ENUNCIADO DEL PROBLEMA:
Escribe la continuación del relato sobre la gripa en un día de lluvia a partir de su última frase.

──────── EXTRACTO DE PÁGINA ────────

Llueve a cantaros. Siento como si me hubiesen dado una soberana pela; o, en tal caso, como si me hubiesen molido a palos. Tenía tiempo que no me daba un cuadro de gripa tan fuerte, como la que estoy atravesando. Antes, mucho antes, cuando me enfermaba o me contagiaba de algún resfriado, mi bienamada madre me curaba en un santiamén: me hacía un jugo de limón caliente; me daba a tomar un par de pastillas, no sé de qué, realmente, y, se sentaba a mi lado a contarme historias fantásticas de su infancia.
Hoy en día, por razones de cambios bruscos, tanto de temperatura como de distancias, mi madre no está conmigo en éste momento. Hace unos días fui al médico, a fin de descartar el virus AH1N1. Me mandaron una retahíla de remedios. Así molido, con el cuerpo apesadumbrado, adolorido, hube de asistir a la hija de un amigo, en una audiencia penal, de un tribunal del estado Yaracuy. Llueve. Está lloviendo impetuosamente, dice Hernán. A cantaros. Duro.

──────── CONTENIDO DEL CONJUNTO ────────

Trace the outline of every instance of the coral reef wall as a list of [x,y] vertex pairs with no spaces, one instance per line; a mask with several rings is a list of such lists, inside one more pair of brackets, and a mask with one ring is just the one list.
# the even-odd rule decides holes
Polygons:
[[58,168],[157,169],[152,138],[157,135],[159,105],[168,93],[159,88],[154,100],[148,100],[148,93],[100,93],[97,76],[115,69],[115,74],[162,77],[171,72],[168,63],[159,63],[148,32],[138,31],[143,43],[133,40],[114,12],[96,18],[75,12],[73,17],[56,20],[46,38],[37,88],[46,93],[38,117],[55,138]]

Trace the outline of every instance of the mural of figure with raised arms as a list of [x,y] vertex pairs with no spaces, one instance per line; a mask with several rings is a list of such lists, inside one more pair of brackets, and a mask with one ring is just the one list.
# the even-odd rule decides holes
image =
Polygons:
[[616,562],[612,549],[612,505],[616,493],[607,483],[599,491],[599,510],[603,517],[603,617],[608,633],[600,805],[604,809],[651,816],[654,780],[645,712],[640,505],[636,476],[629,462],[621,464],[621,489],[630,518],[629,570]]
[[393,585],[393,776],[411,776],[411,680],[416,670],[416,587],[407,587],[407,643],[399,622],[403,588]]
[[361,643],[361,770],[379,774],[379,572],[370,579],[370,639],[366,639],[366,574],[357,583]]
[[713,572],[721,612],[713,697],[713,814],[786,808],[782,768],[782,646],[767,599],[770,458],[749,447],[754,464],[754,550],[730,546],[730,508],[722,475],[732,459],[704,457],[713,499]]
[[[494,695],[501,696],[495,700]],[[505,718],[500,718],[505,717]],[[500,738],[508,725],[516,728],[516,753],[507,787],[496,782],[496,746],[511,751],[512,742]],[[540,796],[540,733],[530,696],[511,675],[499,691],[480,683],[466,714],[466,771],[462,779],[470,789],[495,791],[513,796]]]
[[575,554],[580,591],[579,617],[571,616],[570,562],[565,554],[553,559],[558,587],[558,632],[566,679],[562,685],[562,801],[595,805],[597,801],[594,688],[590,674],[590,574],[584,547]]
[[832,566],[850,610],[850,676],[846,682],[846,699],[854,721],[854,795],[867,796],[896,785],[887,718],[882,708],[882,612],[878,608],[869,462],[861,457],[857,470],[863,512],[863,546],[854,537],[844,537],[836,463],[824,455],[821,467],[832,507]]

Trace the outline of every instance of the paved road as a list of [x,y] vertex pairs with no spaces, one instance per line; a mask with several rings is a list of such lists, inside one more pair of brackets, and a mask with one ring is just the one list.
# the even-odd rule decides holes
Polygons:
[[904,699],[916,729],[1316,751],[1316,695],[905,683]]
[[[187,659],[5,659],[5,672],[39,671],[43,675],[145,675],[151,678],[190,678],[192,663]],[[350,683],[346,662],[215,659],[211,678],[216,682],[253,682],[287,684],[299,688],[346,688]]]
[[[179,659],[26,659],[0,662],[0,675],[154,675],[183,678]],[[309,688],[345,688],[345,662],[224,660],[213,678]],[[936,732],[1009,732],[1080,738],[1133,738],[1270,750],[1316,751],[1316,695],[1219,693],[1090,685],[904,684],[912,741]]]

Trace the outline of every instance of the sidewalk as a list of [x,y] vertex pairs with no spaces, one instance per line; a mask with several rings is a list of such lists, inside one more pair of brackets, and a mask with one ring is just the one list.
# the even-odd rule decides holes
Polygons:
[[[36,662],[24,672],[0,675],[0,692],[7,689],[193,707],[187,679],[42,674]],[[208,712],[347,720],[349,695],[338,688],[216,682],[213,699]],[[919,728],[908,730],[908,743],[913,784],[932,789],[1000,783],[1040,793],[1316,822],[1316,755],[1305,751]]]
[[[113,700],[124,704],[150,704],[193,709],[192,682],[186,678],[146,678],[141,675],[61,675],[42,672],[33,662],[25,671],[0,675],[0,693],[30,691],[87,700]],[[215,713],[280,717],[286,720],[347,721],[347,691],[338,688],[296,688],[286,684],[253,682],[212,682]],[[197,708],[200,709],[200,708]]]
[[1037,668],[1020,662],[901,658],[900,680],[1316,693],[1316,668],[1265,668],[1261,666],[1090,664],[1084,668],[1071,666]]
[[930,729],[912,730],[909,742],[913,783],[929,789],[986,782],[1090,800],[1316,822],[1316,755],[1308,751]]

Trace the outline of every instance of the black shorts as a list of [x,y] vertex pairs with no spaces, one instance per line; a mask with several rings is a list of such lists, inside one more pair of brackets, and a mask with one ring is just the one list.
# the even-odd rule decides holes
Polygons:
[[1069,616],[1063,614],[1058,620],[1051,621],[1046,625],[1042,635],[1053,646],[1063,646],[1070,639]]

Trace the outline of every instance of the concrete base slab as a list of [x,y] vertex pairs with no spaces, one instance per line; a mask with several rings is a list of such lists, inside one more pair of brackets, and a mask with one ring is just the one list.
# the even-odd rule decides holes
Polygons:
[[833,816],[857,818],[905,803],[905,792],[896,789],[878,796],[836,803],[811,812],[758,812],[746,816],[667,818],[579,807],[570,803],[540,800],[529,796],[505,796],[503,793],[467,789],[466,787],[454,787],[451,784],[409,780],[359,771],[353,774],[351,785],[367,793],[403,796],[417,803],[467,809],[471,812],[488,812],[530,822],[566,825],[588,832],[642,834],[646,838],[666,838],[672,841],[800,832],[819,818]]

────────

RESPUESTA DEL EJERCICIO:
Un viejo colega sanfelipeño, chavista de corazón, de pensamiento vetusto, obcecado, pero convencido de su tendencia ideológica, se acerca hasta donde estoy, viene acompañado de una simpática mujer, morena, de tez achocolatada, diminutivos labios, ojos sagaces y tiznados; carga un bluyín apretadísimo, que denotan un abultado trasero, mis respetos camarada –me dice el colega, que no sospecha la animadversión que siento por esa expresión: “camarada”– ésta linda colega desea conocerlo.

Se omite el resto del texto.